Down to the last line, reproduce the data below exactly.
----------
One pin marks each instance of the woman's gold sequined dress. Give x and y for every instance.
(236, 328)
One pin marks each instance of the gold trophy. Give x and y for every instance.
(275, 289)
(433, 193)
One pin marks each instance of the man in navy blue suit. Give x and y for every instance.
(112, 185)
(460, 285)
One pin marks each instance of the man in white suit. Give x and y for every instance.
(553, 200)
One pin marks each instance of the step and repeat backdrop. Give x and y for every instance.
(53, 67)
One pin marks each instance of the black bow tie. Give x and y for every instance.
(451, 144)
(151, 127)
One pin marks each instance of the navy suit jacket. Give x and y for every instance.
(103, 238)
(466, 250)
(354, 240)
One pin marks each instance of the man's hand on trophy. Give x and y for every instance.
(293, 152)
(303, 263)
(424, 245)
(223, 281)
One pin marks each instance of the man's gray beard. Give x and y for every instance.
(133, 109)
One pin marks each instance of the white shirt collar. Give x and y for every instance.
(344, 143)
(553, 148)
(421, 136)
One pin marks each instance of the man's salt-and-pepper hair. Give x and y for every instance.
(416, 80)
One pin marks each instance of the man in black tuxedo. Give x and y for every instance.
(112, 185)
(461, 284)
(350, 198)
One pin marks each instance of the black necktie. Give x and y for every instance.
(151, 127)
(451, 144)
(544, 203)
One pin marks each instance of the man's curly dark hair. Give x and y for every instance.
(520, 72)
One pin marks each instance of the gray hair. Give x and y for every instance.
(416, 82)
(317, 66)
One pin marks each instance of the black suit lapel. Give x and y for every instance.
----------
### Solution to this task
One pin marks each instance of the woman's gold sequined dress. Give x and y for every instance.
(236, 328)
One pin marks each instance of the gold trophy. Give x and y for every instance.
(275, 289)
(433, 193)
One pin marks each instance of the man in navy blue suit. Give x and y for every instance.
(112, 185)
(460, 285)
One pin marks each instance of the man in white suit. Give x and y for every instance.
(553, 200)
One pin marks each instance of the step and repeat backdrop. Give x and y for every instance.
(53, 67)
One pin marks each instance of the black bow tie. Give x and y for every instance.
(451, 144)
(151, 127)
One pin marks each instance of the navy suit jacket. Give x and y for every instance.
(103, 238)
(466, 250)
(354, 240)
One pin marks each instance of the man's hand on trophy. Give x and y for every instance.
(293, 152)
(303, 263)
(424, 245)
(223, 281)
One pin marks each instance of the man's gray beard. Give x and y for every instance.
(133, 109)
One pin marks each instance of the white shirt collar. Give x and y for every instance.
(344, 143)
(553, 148)
(421, 136)
One pin marks each instance of the man's salt-and-pepper hair. Give x and y for every instance.
(416, 80)
One pin marks each instance of the man in black tuxedo. Give x and y for every instance.
(112, 185)
(461, 284)
(350, 198)
One pin marks each instance of the black necktie. Give x and y for every instance.
(151, 127)
(451, 144)
(544, 203)
One pin marks each instance of the man's curly dark hair. Give x and y for every instance.
(520, 72)
One pin marks each instance of the gray hair. Give x and y for every instance.
(416, 82)
(317, 66)
One pin marks each instance of the black suit lapel. Give x and y for every instance.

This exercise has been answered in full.